===== Provided information

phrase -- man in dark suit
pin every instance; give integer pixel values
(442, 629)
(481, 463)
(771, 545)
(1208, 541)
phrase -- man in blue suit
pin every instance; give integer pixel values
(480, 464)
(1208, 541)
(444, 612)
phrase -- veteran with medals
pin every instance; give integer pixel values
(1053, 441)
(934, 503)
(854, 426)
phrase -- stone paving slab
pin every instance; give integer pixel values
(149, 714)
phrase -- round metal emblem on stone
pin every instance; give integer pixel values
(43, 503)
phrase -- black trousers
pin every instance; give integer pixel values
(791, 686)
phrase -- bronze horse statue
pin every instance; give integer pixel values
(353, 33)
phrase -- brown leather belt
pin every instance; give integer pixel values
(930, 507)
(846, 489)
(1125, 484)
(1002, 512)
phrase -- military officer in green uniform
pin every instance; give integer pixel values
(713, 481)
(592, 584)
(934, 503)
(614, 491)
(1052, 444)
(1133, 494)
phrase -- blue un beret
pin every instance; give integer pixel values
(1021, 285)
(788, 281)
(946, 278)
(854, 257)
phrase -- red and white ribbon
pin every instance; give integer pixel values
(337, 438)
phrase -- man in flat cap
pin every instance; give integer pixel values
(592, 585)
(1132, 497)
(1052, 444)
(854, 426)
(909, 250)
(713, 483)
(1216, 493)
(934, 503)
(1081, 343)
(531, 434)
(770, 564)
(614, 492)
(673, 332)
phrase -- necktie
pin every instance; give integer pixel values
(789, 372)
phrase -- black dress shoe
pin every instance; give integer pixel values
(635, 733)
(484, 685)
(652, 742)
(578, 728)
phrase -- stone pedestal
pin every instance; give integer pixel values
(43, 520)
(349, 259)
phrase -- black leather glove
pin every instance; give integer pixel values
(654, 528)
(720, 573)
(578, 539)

==========

- [What is required]: Only the lines containing "leather" are needed; pull them out of the listing.

- [Written response]:
phrase -- brown leather belt
phrase -- black leather glove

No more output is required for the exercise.